== Directions ==
Rewrite every line between the lines holding "Question. For every instance of the dry grass" and "(1217, 164)", inclusive, adding 7 to each coordinate in the answers and leaving all other text unchanged. Give only those lines.

-- start --

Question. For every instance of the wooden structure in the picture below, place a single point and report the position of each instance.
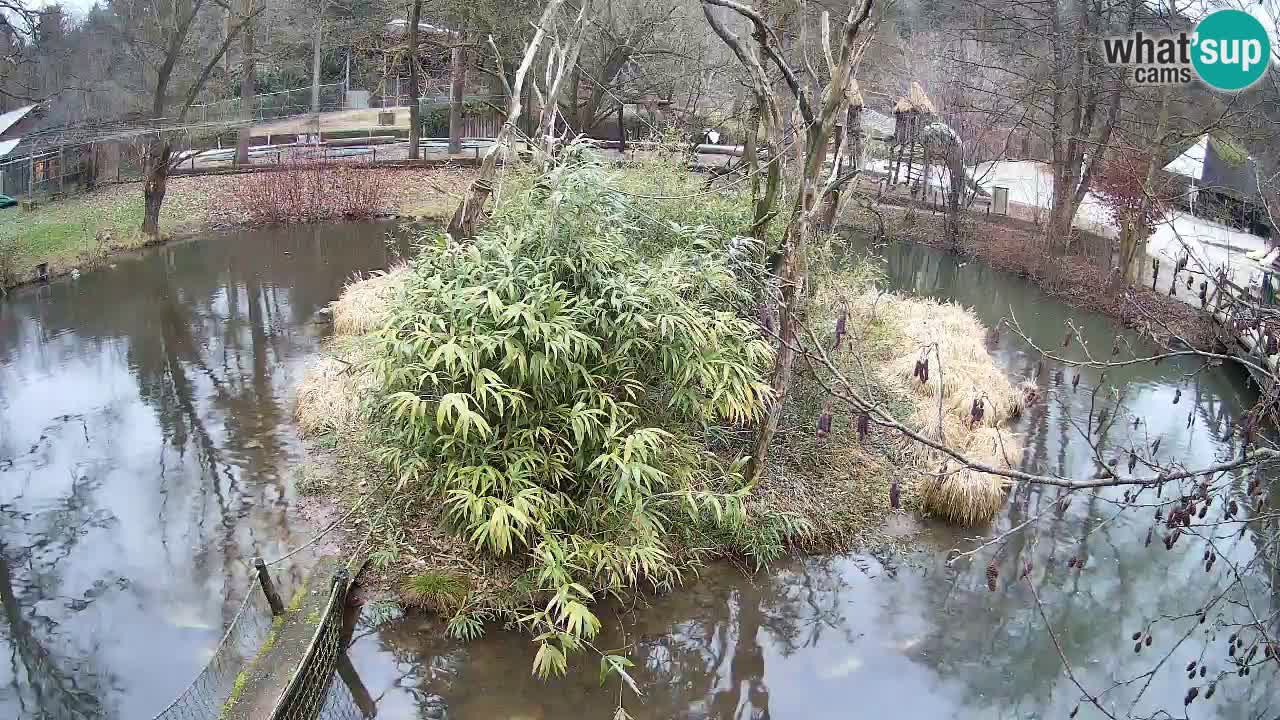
(912, 113)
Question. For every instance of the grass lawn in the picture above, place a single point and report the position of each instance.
(81, 231)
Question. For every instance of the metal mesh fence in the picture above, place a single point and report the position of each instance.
(307, 691)
(205, 696)
(339, 703)
(272, 105)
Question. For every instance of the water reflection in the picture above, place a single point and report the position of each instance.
(842, 636)
(145, 449)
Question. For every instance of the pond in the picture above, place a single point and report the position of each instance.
(146, 440)
(858, 636)
(146, 445)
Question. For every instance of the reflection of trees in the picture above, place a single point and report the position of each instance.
(204, 332)
(700, 651)
(46, 680)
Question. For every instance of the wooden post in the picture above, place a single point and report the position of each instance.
(622, 133)
(264, 579)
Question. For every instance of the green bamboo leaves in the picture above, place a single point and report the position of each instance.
(549, 383)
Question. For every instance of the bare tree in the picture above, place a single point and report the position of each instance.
(248, 86)
(832, 100)
(177, 64)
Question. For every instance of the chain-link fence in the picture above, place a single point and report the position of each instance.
(273, 105)
(307, 691)
(205, 697)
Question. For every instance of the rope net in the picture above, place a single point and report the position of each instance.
(307, 692)
(205, 697)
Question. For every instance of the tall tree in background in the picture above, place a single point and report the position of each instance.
(177, 63)
(248, 90)
(415, 124)
(457, 87)
(819, 118)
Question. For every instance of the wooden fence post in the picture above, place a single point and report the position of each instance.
(264, 579)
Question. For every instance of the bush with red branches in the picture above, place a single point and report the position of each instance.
(309, 191)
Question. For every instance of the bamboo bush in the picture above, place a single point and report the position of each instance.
(548, 383)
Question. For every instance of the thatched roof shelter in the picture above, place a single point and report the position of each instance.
(915, 101)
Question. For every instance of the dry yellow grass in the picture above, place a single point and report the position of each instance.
(332, 388)
(330, 391)
(960, 372)
(362, 305)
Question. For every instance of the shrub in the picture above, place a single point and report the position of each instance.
(307, 191)
(549, 383)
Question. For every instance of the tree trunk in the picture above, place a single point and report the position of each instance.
(457, 85)
(791, 291)
(471, 212)
(415, 130)
(315, 63)
(955, 169)
(154, 186)
(248, 68)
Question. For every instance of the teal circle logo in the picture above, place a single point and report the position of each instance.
(1232, 50)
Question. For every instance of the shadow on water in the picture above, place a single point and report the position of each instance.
(146, 442)
(846, 636)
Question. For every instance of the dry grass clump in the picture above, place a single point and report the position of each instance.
(362, 306)
(960, 372)
(330, 391)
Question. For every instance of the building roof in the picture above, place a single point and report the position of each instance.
(13, 117)
(1217, 164)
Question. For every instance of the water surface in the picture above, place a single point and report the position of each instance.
(146, 442)
(850, 636)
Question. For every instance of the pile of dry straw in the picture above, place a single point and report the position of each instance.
(960, 370)
(333, 387)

-- end --

== Full answer ==
Question. For every instance of the dry grass clump in the picture above, place a single point and report the position of each instance.
(369, 313)
(967, 379)
(337, 398)
Question. For every instance of the building roof in the picture above, place a single point and report the position of each instance.
(20, 124)
(1224, 171)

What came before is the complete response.